Required work:
1. Reproduce the stretch from "From James Madison" through "enclosures, see n. 1." in the Madison message to Congress.
2. According to the Madison message to Congress, how many letters did Madison forward in copies and extracts?

Text shown:
· · · · ·

From James Madison to Congress, 26 May 1812
To Congress
May 26th 1812
I communicate to Congress, for their information, copies and extracts from the correspondence of the Secretary of State, and the Minister Plenipotentiary of the United States at Paris. These Documents will place before Congress the actual posture of our relations with France.1
James Madison
RC and enclosures, two copies (DNA: RG 233, President’s Messages, 12A-D1; and DNA: RG 46, Legislative Proceedings, 12A-E2). Each RC 1 p.; in the hand of Edward Coles, signed by JM. For enclosures, see n. 1.
1. JM forwarded copies and extracts of twenty-three letters exchanged between Joel Barlow and the duc de Bassano and between Barlow and the Department of State, beginning with Monroe’s instructions to the American minister on 26 July 1811 and concluding with Barlow’s 22 Apr. 1812 dispatch to Monroe (printed in , Foreign Relations, 3:509–21). On the same day that JM sent these documents to Congress, the National Intelligencer observed that the Hornet had returned from France “without fulfilling the wishes of the government, or furnishing any satisfactory evidence that the French government sincerely intends to do that justice to the United States which alone can place the relations of the two countries on an amicable footing.” “However it may have observed the revocation of its decrees, and thereby fulfilled its pledge, so far as its adversary could derive a pretext from them, against the U. States, its proceedings in respect to our just claims and expectations, on other important subjects, are altogether unsatisfactory.” The editorialist declined, however, to enlarge on these “vague remarks on the subject, or to anticipate the course which the National Councils may best judge adapted to it.”

· · · · ·

Dataset records:
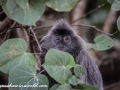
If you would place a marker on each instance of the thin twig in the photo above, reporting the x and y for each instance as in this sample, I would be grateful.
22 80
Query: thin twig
42 71
35 37
94 27
42 27
83 25
1 12
7 32
98 7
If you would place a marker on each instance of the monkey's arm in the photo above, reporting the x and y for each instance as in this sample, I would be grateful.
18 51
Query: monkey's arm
92 76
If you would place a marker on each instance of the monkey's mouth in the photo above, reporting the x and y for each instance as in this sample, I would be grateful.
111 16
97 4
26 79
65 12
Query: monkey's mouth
62 48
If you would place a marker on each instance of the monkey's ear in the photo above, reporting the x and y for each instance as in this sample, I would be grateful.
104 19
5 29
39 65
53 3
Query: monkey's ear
44 39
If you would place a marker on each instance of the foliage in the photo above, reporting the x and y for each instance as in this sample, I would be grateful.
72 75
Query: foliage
116 7
19 64
22 72
28 12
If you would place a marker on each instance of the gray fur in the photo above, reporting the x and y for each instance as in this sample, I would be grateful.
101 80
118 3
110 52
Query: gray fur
76 48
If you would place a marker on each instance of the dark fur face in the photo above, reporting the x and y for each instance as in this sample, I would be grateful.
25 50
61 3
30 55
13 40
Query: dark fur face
62 37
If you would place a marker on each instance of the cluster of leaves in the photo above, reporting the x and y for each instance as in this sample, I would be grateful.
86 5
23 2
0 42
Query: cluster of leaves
27 12
19 64
116 7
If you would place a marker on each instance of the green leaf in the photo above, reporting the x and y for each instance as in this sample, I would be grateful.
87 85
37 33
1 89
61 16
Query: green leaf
118 22
103 43
62 5
26 16
110 1
64 87
22 3
79 70
54 87
73 80
26 75
85 87
72 62
116 5
55 65
12 53
26 58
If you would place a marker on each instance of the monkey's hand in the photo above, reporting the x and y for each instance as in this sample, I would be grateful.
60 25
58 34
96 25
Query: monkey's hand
42 55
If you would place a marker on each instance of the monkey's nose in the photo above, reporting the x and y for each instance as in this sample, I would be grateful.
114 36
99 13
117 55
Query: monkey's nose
61 48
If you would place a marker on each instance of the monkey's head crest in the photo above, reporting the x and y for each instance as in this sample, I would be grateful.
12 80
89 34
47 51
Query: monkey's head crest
61 27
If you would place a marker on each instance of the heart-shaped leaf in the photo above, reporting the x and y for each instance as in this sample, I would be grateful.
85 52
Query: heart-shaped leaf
73 80
25 75
62 5
26 16
116 5
110 1
64 87
103 43
55 65
12 53
85 87
79 70
22 3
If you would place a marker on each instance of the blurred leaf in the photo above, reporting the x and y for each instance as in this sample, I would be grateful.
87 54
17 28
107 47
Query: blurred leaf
22 3
4 7
110 1
73 80
116 5
26 16
62 5
103 43
85 87
64 87
88 45
55 65
118 22
12 53
79 70
26 75
54 87
1 1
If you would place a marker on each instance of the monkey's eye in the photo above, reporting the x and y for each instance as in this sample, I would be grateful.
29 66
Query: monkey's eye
57 38
66 38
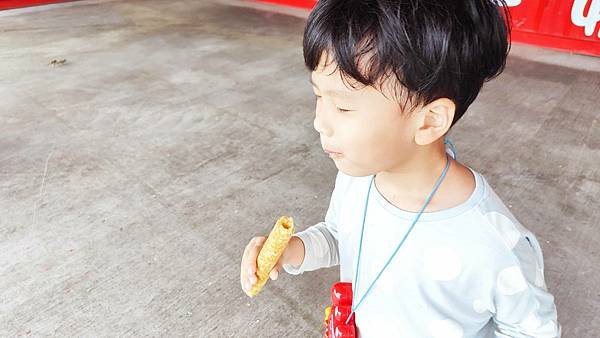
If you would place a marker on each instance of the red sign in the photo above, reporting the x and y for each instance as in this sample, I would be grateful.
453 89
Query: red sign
569 25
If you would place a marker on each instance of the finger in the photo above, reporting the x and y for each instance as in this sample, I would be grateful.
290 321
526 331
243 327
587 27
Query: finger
274 274
253 252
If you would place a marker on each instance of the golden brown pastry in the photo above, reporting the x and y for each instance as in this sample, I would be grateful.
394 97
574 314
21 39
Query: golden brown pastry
271 251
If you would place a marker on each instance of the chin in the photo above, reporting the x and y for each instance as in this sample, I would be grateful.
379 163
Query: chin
353 171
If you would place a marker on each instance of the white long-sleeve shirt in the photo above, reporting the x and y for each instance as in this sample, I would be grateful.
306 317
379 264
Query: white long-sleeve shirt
469 271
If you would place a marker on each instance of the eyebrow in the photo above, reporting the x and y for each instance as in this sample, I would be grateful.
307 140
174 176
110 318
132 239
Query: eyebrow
333 92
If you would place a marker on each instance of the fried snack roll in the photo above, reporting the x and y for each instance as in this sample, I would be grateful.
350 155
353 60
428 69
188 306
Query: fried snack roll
271 251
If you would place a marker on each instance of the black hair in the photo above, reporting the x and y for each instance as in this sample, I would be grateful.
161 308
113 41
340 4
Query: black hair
433 48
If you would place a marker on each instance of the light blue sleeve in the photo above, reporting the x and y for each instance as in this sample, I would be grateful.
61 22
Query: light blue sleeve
524 307
321 240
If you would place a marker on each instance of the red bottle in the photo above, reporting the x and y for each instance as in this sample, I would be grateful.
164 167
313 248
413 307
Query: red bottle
337 314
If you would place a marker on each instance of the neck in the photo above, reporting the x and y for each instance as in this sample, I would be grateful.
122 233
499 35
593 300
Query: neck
407 184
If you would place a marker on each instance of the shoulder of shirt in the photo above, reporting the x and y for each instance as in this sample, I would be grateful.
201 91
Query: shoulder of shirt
494 218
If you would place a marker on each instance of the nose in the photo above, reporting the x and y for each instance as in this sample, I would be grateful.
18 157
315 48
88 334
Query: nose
320 124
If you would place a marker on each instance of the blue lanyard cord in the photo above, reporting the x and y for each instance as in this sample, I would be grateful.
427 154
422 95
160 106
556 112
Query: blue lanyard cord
449 142
356 274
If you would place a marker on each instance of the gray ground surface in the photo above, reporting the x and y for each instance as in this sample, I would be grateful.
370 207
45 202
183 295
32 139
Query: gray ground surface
132 176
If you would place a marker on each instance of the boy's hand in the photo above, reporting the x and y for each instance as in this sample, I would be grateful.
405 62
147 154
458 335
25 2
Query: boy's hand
248 269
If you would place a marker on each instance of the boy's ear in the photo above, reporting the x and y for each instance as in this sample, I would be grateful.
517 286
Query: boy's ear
434 121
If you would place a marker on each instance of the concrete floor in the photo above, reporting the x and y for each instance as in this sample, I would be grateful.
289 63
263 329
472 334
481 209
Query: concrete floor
133 175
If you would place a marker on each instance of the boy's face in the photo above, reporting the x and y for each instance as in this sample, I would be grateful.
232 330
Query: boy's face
363 131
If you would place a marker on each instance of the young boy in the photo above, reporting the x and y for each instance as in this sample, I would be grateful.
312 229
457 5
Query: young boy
431 250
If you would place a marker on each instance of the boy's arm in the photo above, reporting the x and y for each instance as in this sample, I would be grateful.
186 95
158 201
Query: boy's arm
524 307
317 246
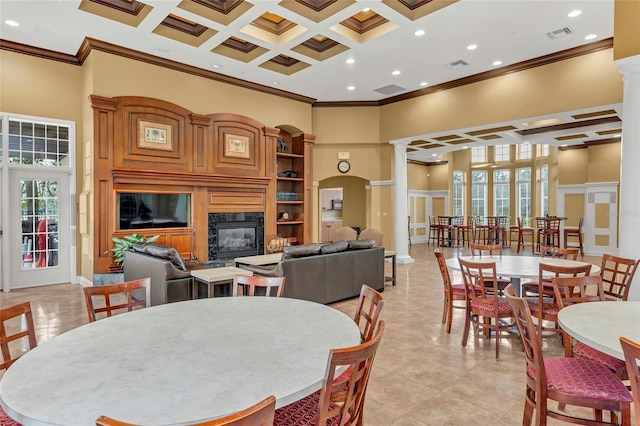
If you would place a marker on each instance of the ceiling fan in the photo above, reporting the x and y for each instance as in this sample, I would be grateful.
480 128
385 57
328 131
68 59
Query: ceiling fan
483 165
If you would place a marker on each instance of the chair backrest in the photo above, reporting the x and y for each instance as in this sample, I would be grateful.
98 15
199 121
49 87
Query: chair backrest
559 252
631 352
617 274
345 399
529 334
490 249
346 233
259 414
572 290
6 336
370 304
372 234
123 294
267 286
444 271
480 281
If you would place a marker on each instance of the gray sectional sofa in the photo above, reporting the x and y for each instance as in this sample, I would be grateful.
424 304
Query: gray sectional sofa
327 273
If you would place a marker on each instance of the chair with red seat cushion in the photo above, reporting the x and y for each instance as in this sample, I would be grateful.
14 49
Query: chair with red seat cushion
451 291
568 381
631 352
572 290
337 403
22 312
486 309
617 274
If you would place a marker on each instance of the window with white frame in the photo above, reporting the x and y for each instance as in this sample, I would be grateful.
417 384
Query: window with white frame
524 152
458 193
543 150
501 193
501 153
479 194
523 186
544 190
478 154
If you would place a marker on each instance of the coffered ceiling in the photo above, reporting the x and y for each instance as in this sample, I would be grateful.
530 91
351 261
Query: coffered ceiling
364 52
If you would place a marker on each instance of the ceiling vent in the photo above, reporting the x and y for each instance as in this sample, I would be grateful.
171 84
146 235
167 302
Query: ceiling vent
562 32
390 89
460 63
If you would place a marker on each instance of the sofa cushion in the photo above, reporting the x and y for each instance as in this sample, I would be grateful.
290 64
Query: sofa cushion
304 250
164 252
361 244
335 247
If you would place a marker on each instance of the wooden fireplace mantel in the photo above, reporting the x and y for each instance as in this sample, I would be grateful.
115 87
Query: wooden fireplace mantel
226 162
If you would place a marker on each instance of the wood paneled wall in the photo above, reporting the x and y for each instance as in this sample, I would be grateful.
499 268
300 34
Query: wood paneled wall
225 161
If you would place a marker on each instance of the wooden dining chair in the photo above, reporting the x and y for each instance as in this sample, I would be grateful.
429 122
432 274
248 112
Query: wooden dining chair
16 323
571 290
451 291
486 309
265 286
368 309
259 414
568 381
338 403
546 308
631 351
122 294
617 274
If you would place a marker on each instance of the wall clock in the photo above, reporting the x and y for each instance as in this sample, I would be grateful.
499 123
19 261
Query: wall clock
343 166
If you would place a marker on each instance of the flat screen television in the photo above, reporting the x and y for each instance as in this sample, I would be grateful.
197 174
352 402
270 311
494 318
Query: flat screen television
138 210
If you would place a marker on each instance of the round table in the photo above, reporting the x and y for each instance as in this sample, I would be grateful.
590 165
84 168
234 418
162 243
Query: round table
516 267
601 324
178 363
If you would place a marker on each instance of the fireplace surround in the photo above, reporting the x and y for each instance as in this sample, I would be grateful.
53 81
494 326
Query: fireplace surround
234 235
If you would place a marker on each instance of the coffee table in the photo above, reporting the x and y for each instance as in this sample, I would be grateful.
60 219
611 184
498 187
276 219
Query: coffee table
213 276
178 363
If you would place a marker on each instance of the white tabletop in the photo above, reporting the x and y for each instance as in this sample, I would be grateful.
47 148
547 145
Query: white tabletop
519 266
212 275
178 363
601 324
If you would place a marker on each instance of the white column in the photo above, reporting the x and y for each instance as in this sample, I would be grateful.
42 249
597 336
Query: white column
629 213
400 198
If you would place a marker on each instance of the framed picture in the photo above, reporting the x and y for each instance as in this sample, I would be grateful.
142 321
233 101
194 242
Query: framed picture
236 146
154 135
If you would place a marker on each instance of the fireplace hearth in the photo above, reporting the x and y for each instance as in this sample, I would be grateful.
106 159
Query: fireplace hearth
234 235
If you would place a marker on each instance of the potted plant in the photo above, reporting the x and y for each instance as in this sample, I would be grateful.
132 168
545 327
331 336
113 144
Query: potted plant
126 243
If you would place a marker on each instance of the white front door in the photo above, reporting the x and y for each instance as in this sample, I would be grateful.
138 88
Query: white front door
39 219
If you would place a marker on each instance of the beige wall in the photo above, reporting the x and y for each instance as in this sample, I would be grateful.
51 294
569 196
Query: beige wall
582 82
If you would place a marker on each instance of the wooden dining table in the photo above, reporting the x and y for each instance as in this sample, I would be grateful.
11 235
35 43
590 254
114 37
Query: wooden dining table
518 267
601 324
178 363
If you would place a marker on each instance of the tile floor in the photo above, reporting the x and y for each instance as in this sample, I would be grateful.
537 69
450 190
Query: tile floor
421 375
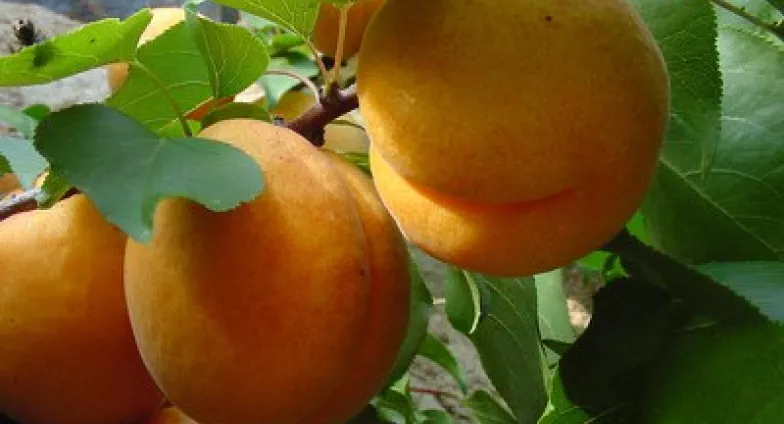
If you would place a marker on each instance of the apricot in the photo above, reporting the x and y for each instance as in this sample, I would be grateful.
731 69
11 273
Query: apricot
163 19
344 136
325 32
517 239
516 102
258 315
67 354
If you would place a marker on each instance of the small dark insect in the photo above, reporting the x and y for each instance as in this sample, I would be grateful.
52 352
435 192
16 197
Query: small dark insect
26 35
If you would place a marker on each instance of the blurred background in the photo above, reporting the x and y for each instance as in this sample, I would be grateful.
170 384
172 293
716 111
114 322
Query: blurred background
90 10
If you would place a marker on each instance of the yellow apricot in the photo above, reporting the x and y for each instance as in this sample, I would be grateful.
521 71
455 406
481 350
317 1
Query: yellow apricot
67 354
325 32
344 136
387 306
513 239
510 101
163 19
254 315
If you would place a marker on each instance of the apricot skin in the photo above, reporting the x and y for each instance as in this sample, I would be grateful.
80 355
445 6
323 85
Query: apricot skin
255 316
67 354
514 239
508 101
325 32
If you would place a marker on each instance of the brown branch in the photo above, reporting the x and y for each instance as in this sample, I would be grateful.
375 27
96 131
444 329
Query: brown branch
22 202
333 105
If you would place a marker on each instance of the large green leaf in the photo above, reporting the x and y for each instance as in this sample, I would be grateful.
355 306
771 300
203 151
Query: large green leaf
719 374
235 58
731 210
167 71
487 409
296 15
87 47
507 339
419 318
22 158
125 169
761 283
603 371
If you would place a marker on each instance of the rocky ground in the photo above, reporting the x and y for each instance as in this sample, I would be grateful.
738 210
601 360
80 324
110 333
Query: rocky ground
91 86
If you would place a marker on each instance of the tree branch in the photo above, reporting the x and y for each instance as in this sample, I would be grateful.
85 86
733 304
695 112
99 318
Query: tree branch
333 105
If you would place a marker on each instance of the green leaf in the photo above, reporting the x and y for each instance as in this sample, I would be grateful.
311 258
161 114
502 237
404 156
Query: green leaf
731 211
23 159
235 111
761 283
52 190
686 33
15 118
434 350
487 409
235 58
560 410
125 169
603 371
296 15
87 47
168 68
395 407
554 321
719 374
507 339
462 300
419 318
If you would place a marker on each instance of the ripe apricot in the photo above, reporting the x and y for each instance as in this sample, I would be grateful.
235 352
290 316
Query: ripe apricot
163 19
67 354
8 183
325 32
257 315
511 101
387 305
517 239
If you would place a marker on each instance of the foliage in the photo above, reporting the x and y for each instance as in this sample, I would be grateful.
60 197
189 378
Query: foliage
691 309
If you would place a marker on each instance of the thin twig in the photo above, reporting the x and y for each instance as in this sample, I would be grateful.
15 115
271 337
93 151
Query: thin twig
19 203
308 83
335 104
741 12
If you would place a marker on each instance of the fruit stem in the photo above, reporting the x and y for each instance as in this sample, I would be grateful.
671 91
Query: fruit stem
162 88
334 105
322 69
307 82
341 41
741 12
22 202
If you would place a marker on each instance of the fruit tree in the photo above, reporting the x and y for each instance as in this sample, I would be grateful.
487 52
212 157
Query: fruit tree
183 252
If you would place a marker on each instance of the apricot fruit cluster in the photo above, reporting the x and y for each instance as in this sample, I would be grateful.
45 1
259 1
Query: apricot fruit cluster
516 137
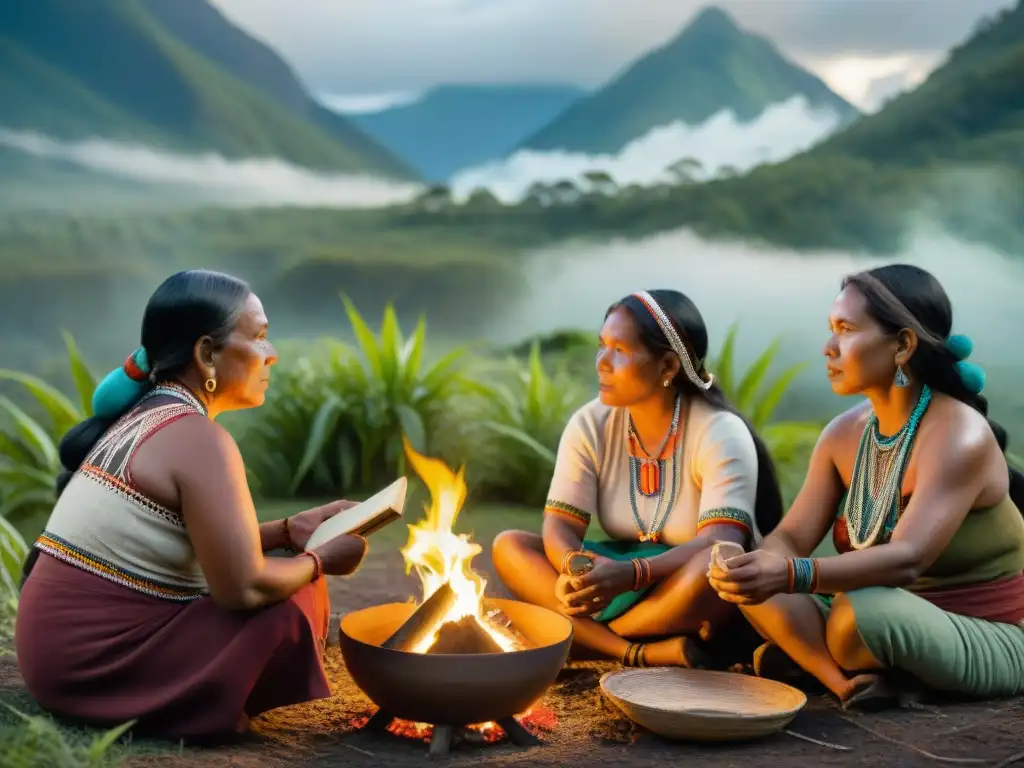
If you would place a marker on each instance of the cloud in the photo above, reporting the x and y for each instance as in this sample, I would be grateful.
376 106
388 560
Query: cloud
364 103
781 131
357 47
213 177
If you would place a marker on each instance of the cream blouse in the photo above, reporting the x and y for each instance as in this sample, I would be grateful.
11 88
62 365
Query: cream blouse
718 474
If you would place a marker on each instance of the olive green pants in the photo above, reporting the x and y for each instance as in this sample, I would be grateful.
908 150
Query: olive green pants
946 651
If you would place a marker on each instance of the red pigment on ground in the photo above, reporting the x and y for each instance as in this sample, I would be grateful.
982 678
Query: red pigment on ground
535 720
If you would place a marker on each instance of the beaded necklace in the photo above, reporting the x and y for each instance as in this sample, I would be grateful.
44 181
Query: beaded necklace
641 468
177 391
872 502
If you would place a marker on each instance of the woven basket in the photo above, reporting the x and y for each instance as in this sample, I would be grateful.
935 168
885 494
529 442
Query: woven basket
701 706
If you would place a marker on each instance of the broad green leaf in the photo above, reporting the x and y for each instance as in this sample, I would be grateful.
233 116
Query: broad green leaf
323 428
768 401
365 337
60 410
412 426
755 375
85 382
521 437
34 435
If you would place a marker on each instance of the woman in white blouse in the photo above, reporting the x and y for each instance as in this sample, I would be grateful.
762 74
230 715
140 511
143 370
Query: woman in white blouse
668 469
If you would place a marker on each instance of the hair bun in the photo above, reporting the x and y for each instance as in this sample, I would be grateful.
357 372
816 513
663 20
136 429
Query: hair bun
961 346
972 375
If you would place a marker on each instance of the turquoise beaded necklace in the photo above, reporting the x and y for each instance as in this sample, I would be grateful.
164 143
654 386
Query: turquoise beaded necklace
873 499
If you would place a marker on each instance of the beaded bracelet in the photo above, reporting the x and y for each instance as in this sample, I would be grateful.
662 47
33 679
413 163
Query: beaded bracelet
317 564
803 574
641 573
288 534
567 562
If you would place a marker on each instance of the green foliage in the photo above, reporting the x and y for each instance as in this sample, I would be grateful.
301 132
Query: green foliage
38 742
29 460
509 434
350 408
754 395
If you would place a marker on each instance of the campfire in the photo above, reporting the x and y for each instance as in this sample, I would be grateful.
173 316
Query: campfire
458 665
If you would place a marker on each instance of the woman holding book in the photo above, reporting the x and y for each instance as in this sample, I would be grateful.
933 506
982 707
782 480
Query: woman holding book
150 596
928 586
668 469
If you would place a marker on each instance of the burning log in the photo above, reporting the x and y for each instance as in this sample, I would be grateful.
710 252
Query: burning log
425 621
501 622
464 636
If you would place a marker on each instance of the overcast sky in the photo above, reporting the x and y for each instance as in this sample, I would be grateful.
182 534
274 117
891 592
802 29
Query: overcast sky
863 48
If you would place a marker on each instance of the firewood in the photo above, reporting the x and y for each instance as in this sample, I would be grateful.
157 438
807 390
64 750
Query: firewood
464 636
425 621
500 620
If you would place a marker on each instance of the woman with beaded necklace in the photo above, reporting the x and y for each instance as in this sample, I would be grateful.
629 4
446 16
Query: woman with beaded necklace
668 469
928 586
148 596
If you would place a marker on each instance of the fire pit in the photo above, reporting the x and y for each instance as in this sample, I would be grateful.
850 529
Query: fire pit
457 658
452 690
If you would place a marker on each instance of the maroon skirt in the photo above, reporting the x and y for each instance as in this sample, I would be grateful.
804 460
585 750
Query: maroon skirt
96 652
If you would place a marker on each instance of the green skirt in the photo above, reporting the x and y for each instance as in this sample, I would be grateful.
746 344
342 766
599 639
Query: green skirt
946 651
624 551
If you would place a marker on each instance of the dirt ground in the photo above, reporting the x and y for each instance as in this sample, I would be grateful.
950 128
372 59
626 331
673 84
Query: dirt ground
589 729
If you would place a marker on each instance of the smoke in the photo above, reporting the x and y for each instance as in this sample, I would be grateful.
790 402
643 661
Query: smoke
262 181
781 131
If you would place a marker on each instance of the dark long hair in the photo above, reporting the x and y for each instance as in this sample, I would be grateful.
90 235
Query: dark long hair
185 307
903 296
693 333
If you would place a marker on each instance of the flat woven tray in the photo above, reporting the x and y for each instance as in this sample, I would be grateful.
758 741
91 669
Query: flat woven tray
702 706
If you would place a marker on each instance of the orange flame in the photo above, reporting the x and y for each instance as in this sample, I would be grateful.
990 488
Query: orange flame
440 555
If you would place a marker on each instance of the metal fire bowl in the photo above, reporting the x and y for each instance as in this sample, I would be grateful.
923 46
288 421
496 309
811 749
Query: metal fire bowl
460 688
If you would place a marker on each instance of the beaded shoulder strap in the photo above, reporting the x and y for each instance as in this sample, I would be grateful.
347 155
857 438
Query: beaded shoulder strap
115 450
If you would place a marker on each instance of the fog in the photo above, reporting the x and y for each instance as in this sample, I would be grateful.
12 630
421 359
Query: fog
781 131
255 181
770 292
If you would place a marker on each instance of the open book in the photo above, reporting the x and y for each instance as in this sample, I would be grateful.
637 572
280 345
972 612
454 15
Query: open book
376 512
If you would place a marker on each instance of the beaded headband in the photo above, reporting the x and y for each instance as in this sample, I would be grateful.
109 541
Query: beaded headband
674 341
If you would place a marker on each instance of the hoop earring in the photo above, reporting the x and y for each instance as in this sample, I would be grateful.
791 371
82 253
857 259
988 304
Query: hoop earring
900 379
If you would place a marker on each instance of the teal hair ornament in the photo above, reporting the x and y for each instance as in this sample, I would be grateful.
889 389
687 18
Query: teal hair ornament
961 346
971 374
123 386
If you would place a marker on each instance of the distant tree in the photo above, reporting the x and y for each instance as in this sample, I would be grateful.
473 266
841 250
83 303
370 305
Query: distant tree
565 192
435 198
541 194
601 182
685 170
482 199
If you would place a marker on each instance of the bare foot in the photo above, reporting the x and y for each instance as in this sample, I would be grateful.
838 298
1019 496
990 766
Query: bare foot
869 693
771 663
676 651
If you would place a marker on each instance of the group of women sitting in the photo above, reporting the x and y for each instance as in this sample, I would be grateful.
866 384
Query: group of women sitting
174 614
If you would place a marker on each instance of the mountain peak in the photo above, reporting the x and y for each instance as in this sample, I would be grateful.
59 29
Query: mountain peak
711 17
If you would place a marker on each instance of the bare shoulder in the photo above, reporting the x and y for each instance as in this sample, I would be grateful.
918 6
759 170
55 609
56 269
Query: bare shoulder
956 432
847 426
199 445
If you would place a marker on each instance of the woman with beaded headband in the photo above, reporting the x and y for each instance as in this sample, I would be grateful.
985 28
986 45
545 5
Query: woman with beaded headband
668 469
150 596
928 586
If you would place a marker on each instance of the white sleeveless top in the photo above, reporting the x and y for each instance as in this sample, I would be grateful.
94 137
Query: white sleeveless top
102 523
718 474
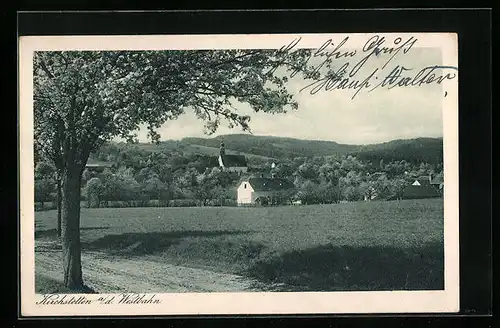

· · · · ·

Per-task answers:
1.
From James Madison to Congress, 26 May 1812
To Congress
May 26th 1812
I communicate to Congress, for their information, copies and extracts from the correspondence of the Secretary of State, and the Minister Plenipotentiary of the United States at Paris. These Documents will place before Congress the actual posture of our relations with France.1
James Madison
RC and enclosures, two copies (DNA: RG 233, President’s Messages, 12A-D1; and DNA: RG 46, Legislative Proceedings, 12A-E2). Each RC 1 p.; in the hand of Edward Coles, signed by JM. For enclosures, see n. 1.

2. Twenty-three letters.